**WRITTEN REQUEST A**
Locate each row below that contains the word "willow", and copy those lines in full.

**EXTRACT**
• • • • •
This notebook reproduces the analysis in ‘When Recommenders Fail’.
There is some blending of dplyr
and data.table
code here. I try to mostly use dplyr, but there are a few places where I do data.table
joins directly.
Let us first load some libraries.
library(plyr)
library(data.table)
library(dplyr)
library(reshape2)
library(ggplot2)
library(ROCR)
library(lazyeval)
The following function samples a vector, returning a vector with of n TRUE
values at the selected items. It makes it easier to sample other data structures.
sample.true = function(n, l) {
result = vector(length=l)
result[sample(1:l, n)] = TRUE
result
}
Another little function to check if a file is up to date.
file.current = function(dst, src) {
if (!file.exists(dst)) {
FALSE
} else if (!file.exists(src)) {
TRUE
} else {
file.info(dst)$mtime >= file.info(src)$mtime
}
}
We now want to load the results of our LensKit experiment.
fn.cache = "build/predictions.Rdata"
fn.src = "build/individual.csv.gz"
if (file.current(fn.cache, fn.src)) {
message("loading cache file ", fn.cache)
load(fn.cache)
} else {
message("loading src file ", fn.src)
preds.tall = data.table(read.csv(gzfile(fn.src)))
preds.tall = preds.tall[,list(User,Item,Rating,Algorithm,Prediction)]
setkey(preds.tall, User, Item, Algorithm)
preds.tall = mutate(preds.tall, Error = Rating - Prediction)
users = summarize(group_by(preds.tall, User), n=length(unique(Item)))
users.usable = filter(users, n >= 10)
preds.tall = preds.tall[users.usable[,list(User)]]
message("writing cache file ", fn.cache)
save(file=fn.cache, compress='xz',
preds.tall, users, users.usable)
}
algorithms = levels(preds.tall$Algorithm)
Let's pivot the prediction table to have a column per algorithm.
predictions = preds.tall %>%
select(-Error) %>%
dcast.data.table(User + Item + Rating ~ Algorithm, value.var='Prediction')
setkey(predictions, User, Item)
head(predictions)
We now extract the ratings from the predictions table to get the test ratings.
ratings = select(predictions, User, Item, Rating)
setkey(ratings, User, Item)
For some of our analysis, we need the entire rating history. So let's load it.
fn.cache = "build/ratings.Rdata"
fn.src = "data/ml-10m/ratings.dat"
• • • • •
Object position labeling entries:
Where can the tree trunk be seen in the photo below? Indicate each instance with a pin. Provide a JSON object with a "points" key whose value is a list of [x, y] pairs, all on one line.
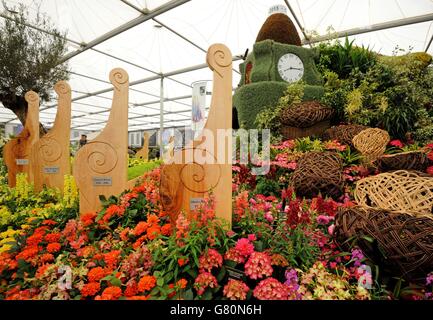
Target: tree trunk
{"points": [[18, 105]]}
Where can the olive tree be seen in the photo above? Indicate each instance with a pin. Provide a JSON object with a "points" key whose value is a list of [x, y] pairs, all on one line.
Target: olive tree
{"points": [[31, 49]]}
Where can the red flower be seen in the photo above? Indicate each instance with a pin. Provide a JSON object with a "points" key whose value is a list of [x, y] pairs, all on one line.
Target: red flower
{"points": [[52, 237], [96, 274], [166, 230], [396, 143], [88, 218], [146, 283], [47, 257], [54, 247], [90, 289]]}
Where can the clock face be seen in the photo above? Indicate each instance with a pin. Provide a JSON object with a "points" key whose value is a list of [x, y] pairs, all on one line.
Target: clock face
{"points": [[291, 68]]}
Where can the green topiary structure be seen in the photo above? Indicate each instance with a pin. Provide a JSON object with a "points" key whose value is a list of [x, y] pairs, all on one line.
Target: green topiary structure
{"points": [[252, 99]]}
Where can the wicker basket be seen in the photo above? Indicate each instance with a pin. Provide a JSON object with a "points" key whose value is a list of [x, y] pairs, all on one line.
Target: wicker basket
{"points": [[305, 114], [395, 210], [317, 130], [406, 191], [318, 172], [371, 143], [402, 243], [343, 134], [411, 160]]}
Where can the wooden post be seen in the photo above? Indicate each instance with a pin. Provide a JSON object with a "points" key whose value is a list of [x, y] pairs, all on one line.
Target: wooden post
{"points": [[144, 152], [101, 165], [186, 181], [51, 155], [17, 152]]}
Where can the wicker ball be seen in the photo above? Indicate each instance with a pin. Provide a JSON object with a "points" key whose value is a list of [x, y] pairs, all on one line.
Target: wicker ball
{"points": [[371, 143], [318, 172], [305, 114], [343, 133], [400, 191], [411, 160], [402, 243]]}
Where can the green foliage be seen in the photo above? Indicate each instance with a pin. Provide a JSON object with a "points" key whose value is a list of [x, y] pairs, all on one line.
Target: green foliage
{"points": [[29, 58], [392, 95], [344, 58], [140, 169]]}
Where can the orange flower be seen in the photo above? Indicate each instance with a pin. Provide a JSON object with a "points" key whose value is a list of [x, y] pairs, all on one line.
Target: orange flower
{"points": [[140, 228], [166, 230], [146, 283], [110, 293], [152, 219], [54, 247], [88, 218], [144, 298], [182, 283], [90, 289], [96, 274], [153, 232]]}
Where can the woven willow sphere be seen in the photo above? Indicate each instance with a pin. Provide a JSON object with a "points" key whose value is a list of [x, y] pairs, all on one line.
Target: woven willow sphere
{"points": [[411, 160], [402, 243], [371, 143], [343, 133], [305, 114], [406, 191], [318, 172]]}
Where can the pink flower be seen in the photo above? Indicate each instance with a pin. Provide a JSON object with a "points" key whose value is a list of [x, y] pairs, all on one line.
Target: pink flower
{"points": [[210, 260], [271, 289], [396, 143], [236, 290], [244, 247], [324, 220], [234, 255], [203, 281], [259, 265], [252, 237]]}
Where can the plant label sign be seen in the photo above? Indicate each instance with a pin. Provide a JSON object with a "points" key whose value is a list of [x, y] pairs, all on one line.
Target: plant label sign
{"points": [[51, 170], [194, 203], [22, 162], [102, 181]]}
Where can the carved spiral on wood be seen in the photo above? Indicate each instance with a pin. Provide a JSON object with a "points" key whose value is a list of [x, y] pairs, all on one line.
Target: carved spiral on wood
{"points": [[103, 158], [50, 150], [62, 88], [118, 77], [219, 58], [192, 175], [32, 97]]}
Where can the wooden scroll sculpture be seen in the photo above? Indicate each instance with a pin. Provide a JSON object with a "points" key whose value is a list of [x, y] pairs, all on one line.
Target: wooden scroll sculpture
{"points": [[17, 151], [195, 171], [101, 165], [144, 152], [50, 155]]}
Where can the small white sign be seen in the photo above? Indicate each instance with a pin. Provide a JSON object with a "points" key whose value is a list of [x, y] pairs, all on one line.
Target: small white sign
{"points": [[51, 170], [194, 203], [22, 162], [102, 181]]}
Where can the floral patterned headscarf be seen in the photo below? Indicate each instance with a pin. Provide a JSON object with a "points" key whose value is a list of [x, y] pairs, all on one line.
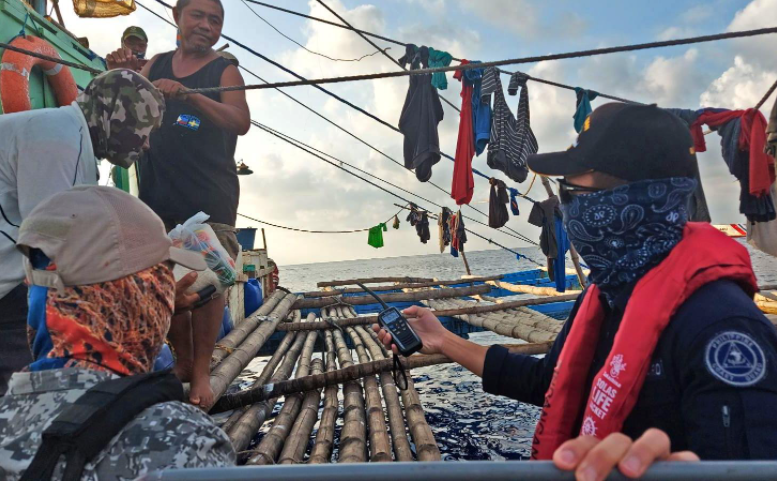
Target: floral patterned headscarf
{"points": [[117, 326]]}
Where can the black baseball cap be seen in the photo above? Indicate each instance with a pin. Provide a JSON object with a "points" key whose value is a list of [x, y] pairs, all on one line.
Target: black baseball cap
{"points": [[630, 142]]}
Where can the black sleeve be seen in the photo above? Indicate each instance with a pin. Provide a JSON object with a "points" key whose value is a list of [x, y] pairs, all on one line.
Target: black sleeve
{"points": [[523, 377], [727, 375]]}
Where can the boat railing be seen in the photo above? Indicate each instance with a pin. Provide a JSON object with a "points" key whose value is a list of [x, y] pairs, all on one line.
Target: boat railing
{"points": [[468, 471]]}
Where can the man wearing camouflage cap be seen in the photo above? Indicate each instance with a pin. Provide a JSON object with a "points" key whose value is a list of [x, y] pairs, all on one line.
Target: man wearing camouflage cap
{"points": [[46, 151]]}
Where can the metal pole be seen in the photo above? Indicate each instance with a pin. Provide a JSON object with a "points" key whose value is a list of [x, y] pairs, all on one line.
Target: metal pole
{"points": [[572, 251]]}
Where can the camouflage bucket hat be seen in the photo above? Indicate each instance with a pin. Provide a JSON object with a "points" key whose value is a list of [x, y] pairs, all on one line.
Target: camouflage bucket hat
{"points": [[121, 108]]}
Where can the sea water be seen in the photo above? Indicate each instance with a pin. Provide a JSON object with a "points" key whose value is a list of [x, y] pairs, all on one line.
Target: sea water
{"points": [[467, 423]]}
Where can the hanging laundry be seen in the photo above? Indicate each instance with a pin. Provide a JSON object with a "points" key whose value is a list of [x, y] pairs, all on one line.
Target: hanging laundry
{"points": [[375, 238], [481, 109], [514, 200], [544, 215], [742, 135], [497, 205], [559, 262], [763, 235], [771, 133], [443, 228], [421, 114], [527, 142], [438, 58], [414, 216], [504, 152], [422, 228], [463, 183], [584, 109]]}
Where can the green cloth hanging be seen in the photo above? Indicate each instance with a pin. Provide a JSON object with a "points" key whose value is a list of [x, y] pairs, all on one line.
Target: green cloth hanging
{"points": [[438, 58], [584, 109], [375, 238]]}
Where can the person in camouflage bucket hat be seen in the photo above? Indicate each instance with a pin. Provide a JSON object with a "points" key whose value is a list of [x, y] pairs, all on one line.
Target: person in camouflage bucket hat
• • • • •
**WRITTEN REQUEST B**
According to the notebook above, which package does the author try to mostly use?

**TASK SOLUTION A**
Where can the woven willow sphere be seen in the photo above? Indicate each instance with a pin. Provide a JSON object with a "points" key whose value is a list of [x, y] pairs, all on one line.
Target: woven willow sphere

**TASK SOLUTION B**
dplyr